**Assignment:** One line at a time, check the entries below for the word "water", and copy each line that has it.

Start of Block

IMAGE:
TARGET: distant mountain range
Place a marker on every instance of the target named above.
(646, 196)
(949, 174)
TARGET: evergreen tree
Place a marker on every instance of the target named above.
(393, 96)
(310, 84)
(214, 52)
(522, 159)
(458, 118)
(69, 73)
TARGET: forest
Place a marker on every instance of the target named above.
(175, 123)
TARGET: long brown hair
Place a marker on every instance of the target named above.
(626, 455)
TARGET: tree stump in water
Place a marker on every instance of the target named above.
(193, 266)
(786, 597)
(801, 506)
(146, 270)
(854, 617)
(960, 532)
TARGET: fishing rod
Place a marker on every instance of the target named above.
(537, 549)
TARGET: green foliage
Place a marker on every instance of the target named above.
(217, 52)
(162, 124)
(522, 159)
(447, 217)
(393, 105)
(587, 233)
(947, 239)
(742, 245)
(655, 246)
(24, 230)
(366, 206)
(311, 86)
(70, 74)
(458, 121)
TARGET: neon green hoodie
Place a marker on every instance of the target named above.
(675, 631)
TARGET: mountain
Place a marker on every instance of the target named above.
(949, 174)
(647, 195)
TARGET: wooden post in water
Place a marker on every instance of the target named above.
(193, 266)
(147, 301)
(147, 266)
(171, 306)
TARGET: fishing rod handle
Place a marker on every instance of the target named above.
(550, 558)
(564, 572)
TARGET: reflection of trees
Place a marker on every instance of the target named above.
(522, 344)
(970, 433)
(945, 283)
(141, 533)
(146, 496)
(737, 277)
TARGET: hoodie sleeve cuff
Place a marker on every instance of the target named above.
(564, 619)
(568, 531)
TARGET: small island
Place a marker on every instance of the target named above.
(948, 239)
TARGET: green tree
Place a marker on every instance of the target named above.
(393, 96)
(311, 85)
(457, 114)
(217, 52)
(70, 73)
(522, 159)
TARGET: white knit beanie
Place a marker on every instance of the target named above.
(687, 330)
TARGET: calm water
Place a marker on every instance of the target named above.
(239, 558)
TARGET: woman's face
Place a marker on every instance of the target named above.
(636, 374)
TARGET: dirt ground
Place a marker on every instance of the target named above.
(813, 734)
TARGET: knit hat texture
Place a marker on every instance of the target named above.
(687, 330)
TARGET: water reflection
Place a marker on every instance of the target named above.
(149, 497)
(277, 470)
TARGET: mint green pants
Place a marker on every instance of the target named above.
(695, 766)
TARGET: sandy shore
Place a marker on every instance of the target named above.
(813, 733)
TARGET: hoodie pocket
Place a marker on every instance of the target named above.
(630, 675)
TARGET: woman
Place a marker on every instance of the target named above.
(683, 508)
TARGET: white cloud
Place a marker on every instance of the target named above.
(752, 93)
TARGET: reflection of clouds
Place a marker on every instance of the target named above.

End of Block

**Worked solution:**
TARGET: tree stump in water
TARGET: wooden post in water
TARGET: calm water
TARGET: water reflection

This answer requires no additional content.